- What is needed
Return everything from the start of the rows below down to the line containing "M 351 266 L", including both ends, reproduced word for word. Leave the pictures out of your answer.

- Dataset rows
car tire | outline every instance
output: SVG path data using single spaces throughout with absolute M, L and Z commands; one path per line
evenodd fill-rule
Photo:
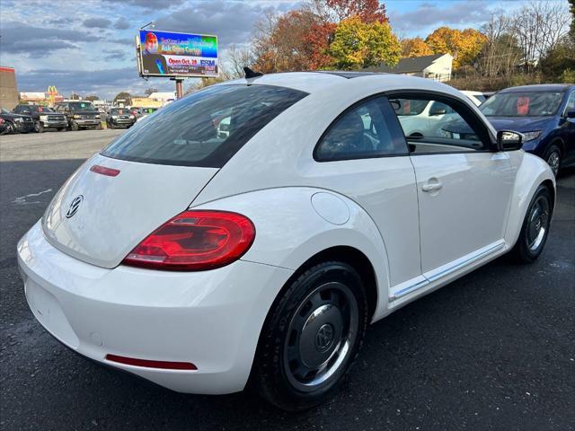
M 351 266 L 331 261 L 307 269 L 268 314 L 251 387 L 285 410 L 322 403 L 358 356 L 367 314 L 361 277 Z
M 562 163 L 562 152 L 559 145 L 552 145 L 543 156 L 544 160 L 547 162 L 547 164 L 553 172 L 553 175 L 556 177 L 559 174 Z
M 553 198 L 549 188 L 539 186 L 521 225 L 519 237 L 511 250 L 511 257 L 518 263 L 532 263 L 543 251 L 553 215 Z

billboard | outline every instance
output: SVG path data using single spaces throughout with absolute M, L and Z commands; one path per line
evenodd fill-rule
M 140 30 L 137 66 L 142 76 L 217 76 L 217 37 Z

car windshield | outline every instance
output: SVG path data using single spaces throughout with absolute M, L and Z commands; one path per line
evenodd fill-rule
M 208 87 L 138 121 L 102 155 L 158 164 L 222 167 L 264 126 L 306 92 L 270 85 Z M 218 130 L 229 118 L 229 131 Z
M 479 108 L 486 117 L 542 117 L 554 115 L 562 92 L 509 92 L 492 95 Z
M 394 110 L 395 110 L 395 113 L 402 116 L 408 115 L 420 115 L 425 110 L 425 107 L 428 106 L 429 101 L 417 101 L 417 100 L 407 100 L 407 99 L 394 99 L 389 101 Z
M 31 105 L 27 108 L 30 109 L 31 112 L 54 112 L 51 109 L 49 109 L 47 106 Z
M 71 101 L 68 105 L 71 110 L 96 110 L 89 101 Z
M 132 115 L 132 112 L 126 108 L 113 108 L 110 110 L 110 115 Z

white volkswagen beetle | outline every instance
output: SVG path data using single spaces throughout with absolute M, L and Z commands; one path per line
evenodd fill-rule
M 406 138 L 405 101 L 444 103 L 473 133 Z M 368 323 L 503 253 L 541 253 L 554 178 L 520 139 L 415 77 L 214 85 L 66 181 L 18 244 L 26 297 L 95 361 L 182 392 L 250 386 L 309 408 L 341 382 Z

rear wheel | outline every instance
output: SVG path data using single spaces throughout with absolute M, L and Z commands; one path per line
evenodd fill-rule
M 313 267 L 274 303 L 260 338 L 252 383 L 283 409 L 323 402 L 357 356 L 367 325 L 367 297 L 355 269 L 341 262 Z
M 543 251 L 549 234 L 552 202 L 549 188 L 544 185 L 539 186 L 527 208 L 519 238 L 511 251 L 517 261 L 531 263 Z
M 557 174 L 559 173 L 559 170 L 561 169 L 561 148 L 559 148 L 558 145 L 553 145 L 549 148 L 547 148 L 547 151 L 545 151 L 545 154 L 543 157 L 545 162 L 547 162 L 547 164 L 549 164 L 549 167 L 553 172 L 553 175 L 555 177 L 557 176 Z

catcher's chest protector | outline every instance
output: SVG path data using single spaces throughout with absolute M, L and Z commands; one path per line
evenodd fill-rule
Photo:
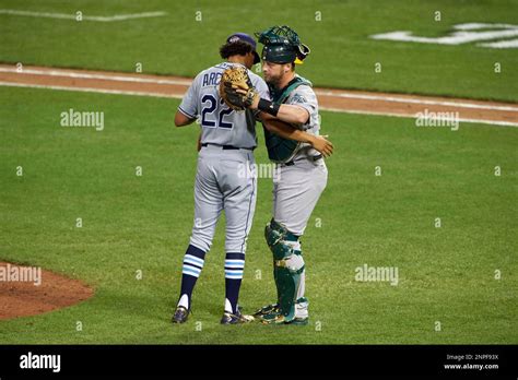
M 276 104 L 283 104 L 292 91 L 298 87 L 302 84 L 311 85 L 309 82 L 305 81 L 301 76 L 295 76 L 295 79 L 289 83 L 289 85 L 281 91 L 275 91 L 273 87 L 270 87 L 270 94 L 272 100 Z M 264 140 L 268 149 L 268 157 L 274 163 L 286 163 L 292 159 L 298 151 L 301 143 L 294 140 L 283 139 L 280 135 L 268 131 L 264 128 Z

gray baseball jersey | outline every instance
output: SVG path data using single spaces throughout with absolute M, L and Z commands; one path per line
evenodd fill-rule
M 223 71 L 237 64 L 224 62 L 200 72 L 178 107 L 187 117 L 199 118 L 201 143 L 208 144 L 198 155 L 195 224 L 190 237 L 190 244 L 204 252 L 211 248 L 224 211 L 225 251 L 245 253 L 256 209 L 257 180 L 250 150 L 257 146 L 255 114 L 233 110 L 219 93 Z M 269 97 L 264 81 L 251 71 L 248 75 L 261 96 Z M 225 145 L 239 150 L 223 149 L 228 147 Z
M 178 110 L 190 119 L 200 118 L 202 143 L 252 149 L 257 146 L 255 114 L 229 108 L 219 94 L 221 75 L 233 66 L 240 64 L 223 62 L 200 72 Z M 250 70 L 248 75 L 260 96 L 270 98 L 262 78 Z

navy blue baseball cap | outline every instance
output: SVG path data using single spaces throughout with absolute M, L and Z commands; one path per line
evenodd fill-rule
M 259 55 L 257 54 L 256 51 L 256 47 L 257 47 L 257 44 L 256 44 L 256 40 L 254 39 L 252 36 L 246 34 L 246 33 L 234 33 L 233 35 L 228 36 L 228 38 L 226 38 L 226 41 L 228 44 L 232 44 L 232 43 L 236 43 L 236 41 L 243 41 L 243 43 L 247 43 L 248 45 L 251 45 L 251 47 L 254 48 L 254 64 L 256 63 L 259 63 L 261 61 Z

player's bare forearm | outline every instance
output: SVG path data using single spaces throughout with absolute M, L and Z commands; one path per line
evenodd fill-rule
M 198 152 L 200 152 L 201 151 L 201 132 L 198 135 L 198 145 L 197 145 L 197 147 L 198 147 Z
M 261 114 L 261 118 L 266 129 L 272 133 L 279 134 L 283 139 L 309 143 L 325 157 L 329 157 L 333 152 L 332 143 L 322 136 L 301 131 L 279 119 L 264 115 L 263 112 Z

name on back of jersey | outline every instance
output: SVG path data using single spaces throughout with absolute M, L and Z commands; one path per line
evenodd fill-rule
M 203 74 L 203 81 L 202 81 L 202 86 L 216 86 L 220 84 L 221 76 L 223 75 L 222 72 L 210 72 L 207 74 Z

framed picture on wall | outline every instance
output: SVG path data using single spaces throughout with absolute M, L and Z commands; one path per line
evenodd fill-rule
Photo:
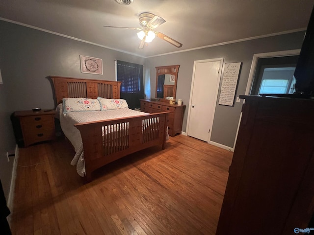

- Completed task
car tire | outline every instance
output: SVG path data using single spaces throughout with absolute M, L and Z commands; one path per line
evenodd fill-rule
Photo:
M 351 266 L 331 261 L 307 269 L 268 314 L 251 387 L 285 410 L 322 403 L 358 356 L 367 314 L 361 277 Z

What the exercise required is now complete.